= Photo-based referring expression data =
- - -

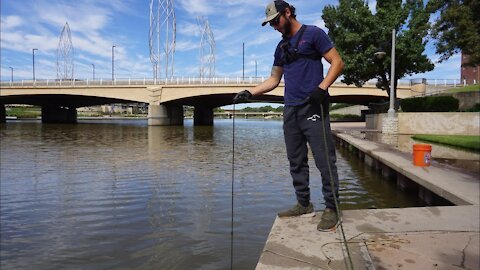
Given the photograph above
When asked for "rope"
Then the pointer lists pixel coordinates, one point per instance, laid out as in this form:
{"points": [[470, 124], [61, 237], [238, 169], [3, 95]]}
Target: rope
{"points": [[348, 263], [233, 178]]}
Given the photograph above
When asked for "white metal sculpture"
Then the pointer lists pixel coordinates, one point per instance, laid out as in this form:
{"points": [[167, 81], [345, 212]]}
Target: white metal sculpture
{"points": [[207, 49], [65, 55], [162, 38]]}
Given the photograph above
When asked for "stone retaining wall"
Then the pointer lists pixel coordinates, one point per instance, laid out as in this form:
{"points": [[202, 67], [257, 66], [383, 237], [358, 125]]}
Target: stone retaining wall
{"points": [[439, 123]]}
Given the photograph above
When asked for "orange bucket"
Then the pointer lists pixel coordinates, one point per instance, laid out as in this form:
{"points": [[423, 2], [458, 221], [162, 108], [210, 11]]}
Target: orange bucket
{"points": [[422, 154]]}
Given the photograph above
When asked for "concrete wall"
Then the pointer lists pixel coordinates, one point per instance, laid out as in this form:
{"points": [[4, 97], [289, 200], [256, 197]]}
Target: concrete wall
{"points": [[441, 123], [466, 100], [355, 110]]}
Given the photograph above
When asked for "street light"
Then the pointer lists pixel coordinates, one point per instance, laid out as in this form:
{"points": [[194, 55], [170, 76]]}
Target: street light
{"points": [[11, 78], [391, 110], [33, 61], [113, 63], [243, 61], [380, 55]]}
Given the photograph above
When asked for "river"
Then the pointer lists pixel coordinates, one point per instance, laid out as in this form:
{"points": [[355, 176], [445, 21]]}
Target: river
{"points": [[123, 195]]}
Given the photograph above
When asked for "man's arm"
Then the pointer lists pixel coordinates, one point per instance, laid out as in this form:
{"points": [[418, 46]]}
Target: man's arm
{"points": [[336, 68], [270, 83]]}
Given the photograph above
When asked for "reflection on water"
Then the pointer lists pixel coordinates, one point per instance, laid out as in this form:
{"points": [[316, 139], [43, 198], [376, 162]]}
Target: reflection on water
{"points": [[123, 195]]}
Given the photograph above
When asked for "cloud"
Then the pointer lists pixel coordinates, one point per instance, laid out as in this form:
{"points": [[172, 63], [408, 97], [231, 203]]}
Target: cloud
{"points": [[11, 22], [183, 46]]}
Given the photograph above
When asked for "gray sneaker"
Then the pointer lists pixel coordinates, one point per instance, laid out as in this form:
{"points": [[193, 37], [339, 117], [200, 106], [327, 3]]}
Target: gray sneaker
{"points": [[328, 221], [298, 210]]}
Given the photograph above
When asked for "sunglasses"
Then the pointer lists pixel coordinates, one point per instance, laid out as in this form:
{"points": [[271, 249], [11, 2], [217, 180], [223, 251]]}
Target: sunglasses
{"points": [[276, 20]]}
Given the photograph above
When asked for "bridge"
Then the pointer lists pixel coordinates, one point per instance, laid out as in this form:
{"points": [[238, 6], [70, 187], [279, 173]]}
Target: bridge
{"points": [[59, 99]]}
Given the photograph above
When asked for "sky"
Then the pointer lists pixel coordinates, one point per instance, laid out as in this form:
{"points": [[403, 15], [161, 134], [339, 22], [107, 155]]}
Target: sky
{"points": [[98, 25]]}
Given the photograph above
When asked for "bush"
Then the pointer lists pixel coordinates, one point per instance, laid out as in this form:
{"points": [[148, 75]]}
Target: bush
{"points": [[430, 104], [475, 108]]}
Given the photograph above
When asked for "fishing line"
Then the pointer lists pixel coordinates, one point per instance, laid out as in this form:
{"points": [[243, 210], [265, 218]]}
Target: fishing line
{"points": [[349, 264], [233, 178]]}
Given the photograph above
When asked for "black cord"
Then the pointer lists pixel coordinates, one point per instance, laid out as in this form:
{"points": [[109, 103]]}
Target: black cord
{"points": [[349, 263]]}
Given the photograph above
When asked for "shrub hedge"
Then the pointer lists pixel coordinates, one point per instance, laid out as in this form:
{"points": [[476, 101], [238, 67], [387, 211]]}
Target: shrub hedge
{"points": [[430, 104]]}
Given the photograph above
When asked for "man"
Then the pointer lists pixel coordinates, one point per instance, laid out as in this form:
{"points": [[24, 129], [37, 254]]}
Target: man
{"points": [[298, 57]]}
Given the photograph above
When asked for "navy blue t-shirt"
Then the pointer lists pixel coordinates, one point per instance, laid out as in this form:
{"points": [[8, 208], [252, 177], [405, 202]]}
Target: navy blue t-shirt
{"points": [[303, 75]]}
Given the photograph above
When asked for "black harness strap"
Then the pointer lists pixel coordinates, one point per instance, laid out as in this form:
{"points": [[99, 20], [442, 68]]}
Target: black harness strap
{"points": [[292, 55]]}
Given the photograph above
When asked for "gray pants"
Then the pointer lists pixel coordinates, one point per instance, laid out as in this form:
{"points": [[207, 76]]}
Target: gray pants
{"points": [[302, 124]]}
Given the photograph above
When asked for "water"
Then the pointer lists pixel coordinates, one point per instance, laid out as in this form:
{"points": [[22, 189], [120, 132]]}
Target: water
{"points": [[123, 195]]}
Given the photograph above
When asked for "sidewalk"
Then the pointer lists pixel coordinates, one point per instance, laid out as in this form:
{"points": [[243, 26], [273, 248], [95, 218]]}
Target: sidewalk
{"points": [[410, 238]]}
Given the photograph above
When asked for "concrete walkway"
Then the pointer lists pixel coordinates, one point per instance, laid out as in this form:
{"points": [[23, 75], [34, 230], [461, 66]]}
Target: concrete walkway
{"points": [[410, 238]]}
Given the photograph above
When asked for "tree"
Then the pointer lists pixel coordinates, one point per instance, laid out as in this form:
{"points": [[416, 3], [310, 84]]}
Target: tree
{"points": [[358, 33], [457, 28]]}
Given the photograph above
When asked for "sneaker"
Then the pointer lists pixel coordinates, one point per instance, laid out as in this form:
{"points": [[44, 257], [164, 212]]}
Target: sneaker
{"points": [[298, 210], [328, 221]]}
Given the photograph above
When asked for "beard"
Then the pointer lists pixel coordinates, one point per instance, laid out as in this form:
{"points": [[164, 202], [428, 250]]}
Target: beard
{"points": [[287, 28]]}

- - -

= Work to complete =
Please copy the records above word for word, leaving out every picture.

= Output of the exercise =
Given the photograph above
When asked for "rope"
Then the pointer lists pixel coordinates, one point per instance, laid out as in this form:
{"points": [[470, 124], [61, 237], [238, 169], [3, 95]]}
Target: rope
{"points": [[348, 263], [233, 178]]}
Given the photograph above
When asked for "white metal sculpture"
Then the pointer lists pixel coordinates, one point per instance, laid out as in this form:
{"points": [[167, 81], [345, 212]]}
Target: white metal sculpture
{"points": [[207, 49], [65, 55], [162, 38]]}
Given the photograph above
When asked for "stone retaining wall"
Then the pointer lists pixel coordinates, one point per instance, laid out as in this form:
{"points": [[202, 67], [257, 66], [383, 237], [358, 125]]}
Target: stone retaining wall
{"points": [[439, 123]]}
Given the photograph above
When asked for "orange bucket"
Then the pointer lists pixel coordinates, one point per instance, laid out as in this form:
{"points": [[423, 2], [458, 221], [162, 108], [210, 11]]}
Target: orange bucket
{"points": [[422, 154]]}
Given the photograph above
When asked for "concrete wall"
Then the pointer lists pixel coordinates, one point per instance, laid out as in this form:
{"points": [[4, 97], [289, 200], [256, 197]]}
Target: concrete wall
{"points": [[441, 123], [466, 100], [355, 110]]}
Given the photograph above
When asked for "street light"
Then the pointer lists pixel coordinates, one point per instance, laid out as in this form:
{"points": [[194, 55], [170, 76]]}
Target: street light
{"points": [[11, 78], [391, 110], [33, 61], [113, 63], [243, 61], [380, 55]]}
Given the photograph above
When asked for "river"
Then the pointer lists pixel coordinates, one point per instance, laid out as in this form:
{"points": [[355, 176], [445, 21]]}
Target: river
{"points": [[123, 195]]}
Given the photograph above
When asked for "man's arm"
Then the pointer lists pixel coordinates, one point per instance, laid out as in this form:
{"points": [[418, 46]]}
Target: man's arm
{"points": [[336, 68], [270, 83]]}
Given the photograph above
When asked for "reflection on water"
Then the pointer lists pixel coordinates, one point per instance, laid out as in this form:
{"points": [[316, 139], [43, 198], [376, 162]]}
Target: reflection on water
{"points": [[123, 195]]}
Given the photograph above
When asked for "cloud"
Then the pointer lists pixel coordinates, one point per instance, laid out as in this form:
{"points": [[172, 63], [408, 97], [231, 203]]}
Target: cloud
{"points": [[11, 22], [183, 46]]}
Given the photograph above
When asked for "gray sneaker"
Then the pointer lists pixel coordinates, one point per instance, laid out as in this form:
{"points": [[193, 37], [339, 117], [200, 106], [327, 3]]}
Target: gray sneaker
{"points": [[328, 221], [298, 210]]}
Given the photograph above
When asked for "sunglasses"
Then the pointer lists pixel coordinates, one point per instance, laid out as in this form:
{"points": [[271, 249], [11, 2], [217, 180], [223, 251]]}
Target: sunglasses
{"points": [[276, 20]]}
Given the photograph above
When asked for "bridge"
Then the pointer lists pixel coordinates, one point per instance, laid out as in this form:
{"points": [[238, 6], [70, 187], [279, 173]]}
Target: bridge
{"points": [[59, 99]]}
Given the photograph above
When asked for "sky"
Then the pointer lists pixel coordinates, one point per instance, laid out as in this form:
{"points": [[403, 15], [161, 134], [339, 22], [107, 155]]}
Target: sky
{"points": [[98, 25]]}
Given the photograph above
When asked for "bush"
Then the pointer lists pixel coordinates, one point per instance, laid out as in this form:
{"points": [[148, 75]]}
Target: bush
{"points": [[430, 104], [475, 108]]}
Given the photograph above
When asked for "fishing line"
Then the pointer lists pixel coordinates, one point per instance, laid out as in this form:
{"points": [[243, 210], [265, 218]]}
Target: fishing line
{"points": [[349, 264], [233, 178]]}
Given the photograph above
When asked for "black cord"
Then the pointer lists pixel coordinates, one point per instance, laid out as in this form:
{"points": [[109, 103]]}
Target: black cord
{"points": [[349, 263]]}
Given the photograph above
When asked for "shrub hedge"
Then the pointer lists pixel coordinates, one point per instance, laid out as in this form:
{"points": [[476, 101], [238, 67], [387, 211]]}
Target: shrub hedge
{"points": [[430, 104]]}
Given the photograph above
When asked for "man"
Then the pointer lists pixel coordinates, one point per instance, laid out as in this form:
{"points": [[24, 129], [37, 254]]}
Target: man
{"points": [[298, 57]]}
Given the photograph above
When asked for "navy blue t-shirt"
Then the pointer lists pixel coordinates, one point per instance, laid out as in this form:
{"points": [[8, 208], [252, 177], [405, 202]]}
Target: navy blue t-shirt
{"points": [[303, 75]]}
Given the photograph above
When asked for "black harness strap"
Then the pointer lists pixel coordinates, one point per instance, laid out as in this form:
{"points": [[99, 20], [442, 68]]}
Target: black harness strap
{"points": [[292, 55]]}
Given the photograph above
When asked for "gray pants"
Then the pointer lists pixel coordinates, one point per instance, laid out as in this form:
{"points": [[207, 76]]}
Target: gray pants
{"points": [[302, 124]]}
Given the photograph above
When asked for "water"
Then the pointer lists pixel coordinates, one point per instance, laid out as in this form:
{"points": [[22, 189], [120, 132]]}
Target: water
{"points": [[123, 195]]}
Given the photograph above
When asked for "sidewalk"
Then the pointer lists pixel coordinates, one point per instance, laid out as in this form:
{"points": [[243, 26], [273, 248], [95, 218]]}
Target: sidewalk
{"points": [[410, 238]]}
Given the photograph above
When asked for "concrete walkway"
Then the pointer lists pixel coordinates, one point per instance, laid out as in this form:
{"points": [[23, 75], [34, 230], [461, 66]]}
Target: concrete walkway
{"points": [[410, 238]]}
Given the photograph above
When asked for "tree"
Then the pointer lists pixel coordinates, one point per instance, laid out as in this form:
{"points": [[416, 3], [310, 84]]}
Target: tree
{"points": [[358, 33], [457, 28]]}
Given the photograph above
When asked for "sneaker"
Then the pointer lists pixel coordinates, one point per instance, laid out as in this form:
{"points": [[44, 257], [164, 212]]}
Target: sneaker
{"points": [[298, 210], [328, 221]]}
Given the photograph above
When asked for "beard"
Then the pointer lists pixel coordinates, one point per instance, laid out as in this form:
{"points": [[164, 202], [428, 250]]}
Target: beard
{"points": [[287, 28]]}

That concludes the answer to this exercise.